◆ WRITTEN INSTRUCTION
Reproduce the records below line for line, with no changes to wording, punctuation or order.

◆ DATA SUPPLIED
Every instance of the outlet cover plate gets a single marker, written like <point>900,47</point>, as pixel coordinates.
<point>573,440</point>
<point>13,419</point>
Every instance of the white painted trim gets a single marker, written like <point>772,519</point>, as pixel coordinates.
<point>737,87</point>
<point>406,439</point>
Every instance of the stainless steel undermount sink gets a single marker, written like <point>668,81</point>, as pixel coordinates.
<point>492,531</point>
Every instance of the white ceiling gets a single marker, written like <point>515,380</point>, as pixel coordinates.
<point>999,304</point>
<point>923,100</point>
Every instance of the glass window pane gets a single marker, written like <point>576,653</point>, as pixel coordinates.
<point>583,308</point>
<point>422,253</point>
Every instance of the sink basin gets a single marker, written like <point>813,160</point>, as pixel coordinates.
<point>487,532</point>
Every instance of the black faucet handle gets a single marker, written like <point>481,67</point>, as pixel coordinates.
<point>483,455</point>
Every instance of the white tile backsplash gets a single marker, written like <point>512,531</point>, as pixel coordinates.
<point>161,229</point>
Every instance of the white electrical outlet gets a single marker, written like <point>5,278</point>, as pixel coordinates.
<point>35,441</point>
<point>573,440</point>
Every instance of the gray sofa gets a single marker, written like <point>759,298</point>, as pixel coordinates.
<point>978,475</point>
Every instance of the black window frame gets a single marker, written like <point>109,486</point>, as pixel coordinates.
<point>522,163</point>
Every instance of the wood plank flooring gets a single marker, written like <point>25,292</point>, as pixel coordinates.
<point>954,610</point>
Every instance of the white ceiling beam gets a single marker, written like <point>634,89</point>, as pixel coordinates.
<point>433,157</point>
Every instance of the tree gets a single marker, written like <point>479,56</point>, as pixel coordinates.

◆ FULL ANSWER
Every instance of the outlet cover plate gets a single marker, written like <point>900,47</point>, as pixel coordinates.
<point>573,440</point>
<point>13,419</point>
Every instance of the white painted trim gets a single marker, written like <point>772,519</point>, as pixel coordinates.
<point>737,87</point>
<point>406,439</point>
Every instance of the stainless steel undermount sink gets a single marker, written like <point>668,81</point>, as pixel coordinates.
<point>492,531</point>
Every instance of the white ceiling gets a single marker, written like <point>515,380</point>, as pixel coordinates.
<point>999,304</point>
<point>923,100</point>
Every instance of the glass window pane gets a single marker, written like <point>576,653</point>, as pixel coordinates.
<point>583,308</point>
<point>422,253</point>
Every instance of the sink basin gets a single marker, written like <point>813,160</point>, as pixel coordinates.
<point>487,532</point>
Every instance of the black faucet handle gets a single marker, written like <point>481,67</point>, as pixel coordinates.
<point>483,455</point>
Every instance of the white tile backsplash gets a single marker, written like <point>512,531</point>, as pixel coordinates.
<point>161,229</point>
Every instance of the white electrical outlet gets a single marker, written like <point>5,278</point>, as pixel coordinates.
<point>35,441</point>
<point>573,440</point>
Every instance of the gray sofa gets a single marker, written like <point>759,298</point>, as pixel coordinates.
<point>978,475</point>
Every instance of the black window frame gets a single marker, written like <point>109,486</point>, as pixel coordinates.
<point>522,163</point>
Every instance of the wood plank flooring gets a single marker, written like <point>25,292</point>, as pixel coordinates.
<point>954,610</point>
Every instance of the white ceiling beam gets a single marker, written like <point>634,89</point>, as pixel coordinates.
<point>433,157</point>
Every instance of the tree gets a single marker, written like <point>479,56</point>, as pixel coordinates.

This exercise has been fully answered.